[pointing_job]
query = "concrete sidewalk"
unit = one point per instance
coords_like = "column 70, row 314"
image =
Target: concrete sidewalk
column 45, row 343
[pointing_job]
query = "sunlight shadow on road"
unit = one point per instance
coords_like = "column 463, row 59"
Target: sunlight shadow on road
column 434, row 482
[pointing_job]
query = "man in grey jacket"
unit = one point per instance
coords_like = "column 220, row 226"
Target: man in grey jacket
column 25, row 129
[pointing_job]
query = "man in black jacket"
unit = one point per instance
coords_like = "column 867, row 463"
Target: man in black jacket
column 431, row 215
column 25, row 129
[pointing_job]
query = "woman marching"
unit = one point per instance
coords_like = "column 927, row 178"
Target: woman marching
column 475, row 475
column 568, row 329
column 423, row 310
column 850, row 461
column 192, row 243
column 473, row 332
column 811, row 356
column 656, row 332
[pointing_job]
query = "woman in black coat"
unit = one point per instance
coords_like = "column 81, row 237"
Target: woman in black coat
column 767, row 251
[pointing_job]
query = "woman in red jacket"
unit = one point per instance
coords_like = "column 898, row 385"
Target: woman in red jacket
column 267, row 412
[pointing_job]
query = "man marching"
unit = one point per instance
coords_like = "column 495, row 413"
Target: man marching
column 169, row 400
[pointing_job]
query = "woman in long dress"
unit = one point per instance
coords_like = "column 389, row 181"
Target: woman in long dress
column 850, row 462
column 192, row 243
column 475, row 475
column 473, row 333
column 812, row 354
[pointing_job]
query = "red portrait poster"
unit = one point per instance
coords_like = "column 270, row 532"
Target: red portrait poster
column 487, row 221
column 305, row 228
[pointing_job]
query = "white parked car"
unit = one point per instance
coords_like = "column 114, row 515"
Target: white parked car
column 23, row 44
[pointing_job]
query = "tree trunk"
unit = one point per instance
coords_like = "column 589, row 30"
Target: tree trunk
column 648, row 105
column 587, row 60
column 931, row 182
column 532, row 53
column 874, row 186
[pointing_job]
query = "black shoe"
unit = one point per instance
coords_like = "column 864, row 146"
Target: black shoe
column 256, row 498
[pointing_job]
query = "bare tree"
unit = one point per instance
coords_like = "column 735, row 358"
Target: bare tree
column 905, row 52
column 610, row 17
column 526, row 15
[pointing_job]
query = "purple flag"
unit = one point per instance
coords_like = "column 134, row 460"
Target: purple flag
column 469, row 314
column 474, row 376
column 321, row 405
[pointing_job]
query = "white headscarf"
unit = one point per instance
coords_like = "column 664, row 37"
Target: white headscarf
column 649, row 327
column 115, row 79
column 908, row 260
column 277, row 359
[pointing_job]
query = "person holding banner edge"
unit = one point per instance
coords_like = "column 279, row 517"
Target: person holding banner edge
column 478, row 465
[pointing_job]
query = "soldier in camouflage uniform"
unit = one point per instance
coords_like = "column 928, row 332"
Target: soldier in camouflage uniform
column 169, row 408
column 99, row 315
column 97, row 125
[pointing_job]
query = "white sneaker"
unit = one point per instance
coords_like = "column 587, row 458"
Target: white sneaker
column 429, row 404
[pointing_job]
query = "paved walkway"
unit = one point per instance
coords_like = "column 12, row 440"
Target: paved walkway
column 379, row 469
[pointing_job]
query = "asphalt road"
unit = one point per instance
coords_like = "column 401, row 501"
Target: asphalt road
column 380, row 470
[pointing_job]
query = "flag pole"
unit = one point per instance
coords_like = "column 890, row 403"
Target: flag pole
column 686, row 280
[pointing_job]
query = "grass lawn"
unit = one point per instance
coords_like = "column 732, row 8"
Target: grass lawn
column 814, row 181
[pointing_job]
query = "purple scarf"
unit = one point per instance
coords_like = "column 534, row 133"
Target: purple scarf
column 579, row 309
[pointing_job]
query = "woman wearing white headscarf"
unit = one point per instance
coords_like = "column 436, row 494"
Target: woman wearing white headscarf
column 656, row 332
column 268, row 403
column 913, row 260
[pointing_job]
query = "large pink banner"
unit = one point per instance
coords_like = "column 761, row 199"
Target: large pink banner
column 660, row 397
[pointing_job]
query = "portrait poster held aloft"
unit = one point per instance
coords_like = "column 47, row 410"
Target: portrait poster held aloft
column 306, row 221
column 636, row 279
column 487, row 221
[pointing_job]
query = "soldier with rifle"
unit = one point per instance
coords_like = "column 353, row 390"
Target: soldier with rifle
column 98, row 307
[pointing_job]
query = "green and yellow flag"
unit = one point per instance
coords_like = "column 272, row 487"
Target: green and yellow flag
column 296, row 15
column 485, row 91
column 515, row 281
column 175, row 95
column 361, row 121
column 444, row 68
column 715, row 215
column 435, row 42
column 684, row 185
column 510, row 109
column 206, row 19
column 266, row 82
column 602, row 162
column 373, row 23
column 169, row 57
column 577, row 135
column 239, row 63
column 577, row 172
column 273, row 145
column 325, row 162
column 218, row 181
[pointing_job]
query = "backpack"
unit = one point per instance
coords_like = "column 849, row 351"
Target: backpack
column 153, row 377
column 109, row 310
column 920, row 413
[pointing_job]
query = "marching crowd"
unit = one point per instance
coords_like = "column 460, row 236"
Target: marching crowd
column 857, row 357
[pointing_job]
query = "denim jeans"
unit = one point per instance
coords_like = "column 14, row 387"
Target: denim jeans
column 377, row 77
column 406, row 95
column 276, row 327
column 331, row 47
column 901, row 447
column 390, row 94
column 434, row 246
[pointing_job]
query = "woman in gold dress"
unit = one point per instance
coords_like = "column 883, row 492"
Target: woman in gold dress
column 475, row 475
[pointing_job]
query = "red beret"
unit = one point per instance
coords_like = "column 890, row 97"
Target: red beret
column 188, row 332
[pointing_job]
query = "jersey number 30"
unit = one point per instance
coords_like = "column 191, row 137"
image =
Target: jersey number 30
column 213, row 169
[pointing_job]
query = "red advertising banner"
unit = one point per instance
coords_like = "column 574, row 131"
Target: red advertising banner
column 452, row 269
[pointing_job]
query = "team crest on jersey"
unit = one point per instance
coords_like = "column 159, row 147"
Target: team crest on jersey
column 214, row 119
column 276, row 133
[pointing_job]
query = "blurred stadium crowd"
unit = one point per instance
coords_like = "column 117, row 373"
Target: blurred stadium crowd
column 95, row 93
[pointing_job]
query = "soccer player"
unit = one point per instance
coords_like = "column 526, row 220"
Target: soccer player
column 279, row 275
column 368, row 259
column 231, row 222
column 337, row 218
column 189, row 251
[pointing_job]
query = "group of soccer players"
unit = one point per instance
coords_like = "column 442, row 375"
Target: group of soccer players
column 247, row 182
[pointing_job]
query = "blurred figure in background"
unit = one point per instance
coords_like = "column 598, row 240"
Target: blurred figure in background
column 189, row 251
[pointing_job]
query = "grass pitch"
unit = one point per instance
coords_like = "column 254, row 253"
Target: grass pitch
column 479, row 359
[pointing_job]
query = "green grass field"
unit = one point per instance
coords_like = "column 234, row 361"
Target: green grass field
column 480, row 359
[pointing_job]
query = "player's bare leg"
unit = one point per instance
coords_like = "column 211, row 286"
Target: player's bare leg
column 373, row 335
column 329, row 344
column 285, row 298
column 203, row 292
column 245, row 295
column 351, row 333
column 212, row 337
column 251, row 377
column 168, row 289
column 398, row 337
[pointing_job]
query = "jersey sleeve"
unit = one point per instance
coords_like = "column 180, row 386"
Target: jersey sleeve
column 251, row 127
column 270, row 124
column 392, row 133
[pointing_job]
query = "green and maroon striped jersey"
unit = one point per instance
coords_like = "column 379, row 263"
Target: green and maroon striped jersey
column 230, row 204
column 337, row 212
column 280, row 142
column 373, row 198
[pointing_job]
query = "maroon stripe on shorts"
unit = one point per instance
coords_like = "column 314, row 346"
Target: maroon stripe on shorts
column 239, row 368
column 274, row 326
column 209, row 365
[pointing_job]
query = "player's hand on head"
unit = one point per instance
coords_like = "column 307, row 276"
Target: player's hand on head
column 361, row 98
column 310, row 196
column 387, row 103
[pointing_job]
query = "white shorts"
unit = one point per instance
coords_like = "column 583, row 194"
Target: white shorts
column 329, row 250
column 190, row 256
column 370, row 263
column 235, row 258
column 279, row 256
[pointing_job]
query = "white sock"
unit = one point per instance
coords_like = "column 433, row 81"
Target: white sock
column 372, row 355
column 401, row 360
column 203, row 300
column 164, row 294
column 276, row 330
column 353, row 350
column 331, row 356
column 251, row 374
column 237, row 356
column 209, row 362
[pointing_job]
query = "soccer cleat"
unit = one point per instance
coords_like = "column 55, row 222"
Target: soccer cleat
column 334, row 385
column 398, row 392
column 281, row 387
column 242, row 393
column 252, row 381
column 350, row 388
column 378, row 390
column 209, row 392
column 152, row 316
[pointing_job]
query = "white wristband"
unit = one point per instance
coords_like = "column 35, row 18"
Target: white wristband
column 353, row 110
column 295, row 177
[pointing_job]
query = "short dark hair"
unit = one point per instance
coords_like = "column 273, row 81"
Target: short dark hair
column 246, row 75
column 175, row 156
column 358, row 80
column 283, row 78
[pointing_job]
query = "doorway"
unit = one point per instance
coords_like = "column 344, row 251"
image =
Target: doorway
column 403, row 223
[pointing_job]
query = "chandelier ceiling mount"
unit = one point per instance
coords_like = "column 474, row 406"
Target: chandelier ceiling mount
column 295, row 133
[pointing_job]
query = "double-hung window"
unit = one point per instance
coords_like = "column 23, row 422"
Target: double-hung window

■ ■ ■ ■ ■ ■ ■

Lines that hold "double" are the ones to copy, so pick each out from the data.

query = "double-hung window"
Target: double-hung window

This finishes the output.